=== Work to complete ===
Give only the number of lines in the items below that contain the string "debris".

══ Extracted data

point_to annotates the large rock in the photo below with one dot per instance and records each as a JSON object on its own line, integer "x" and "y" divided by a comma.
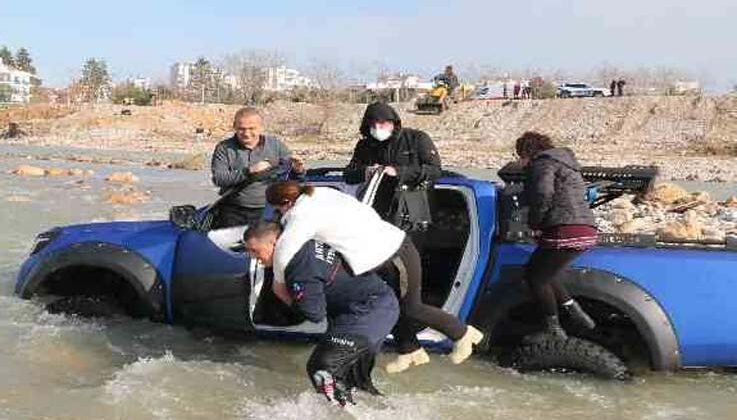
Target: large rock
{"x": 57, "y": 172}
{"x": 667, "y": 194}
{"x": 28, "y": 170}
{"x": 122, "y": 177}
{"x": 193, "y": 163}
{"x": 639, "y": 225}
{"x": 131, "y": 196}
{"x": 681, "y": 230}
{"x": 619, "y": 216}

════
══ Extracted data

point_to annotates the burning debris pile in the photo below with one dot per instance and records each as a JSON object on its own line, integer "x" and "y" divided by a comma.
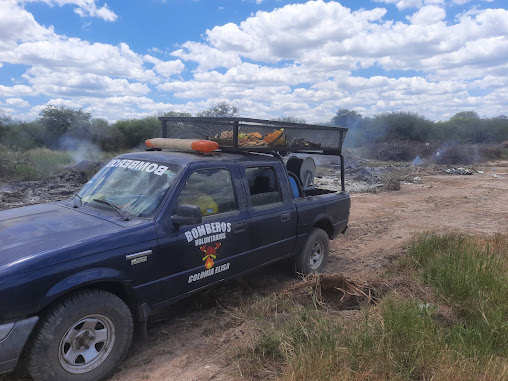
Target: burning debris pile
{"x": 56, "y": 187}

════

=== Solution to this exercise ===
2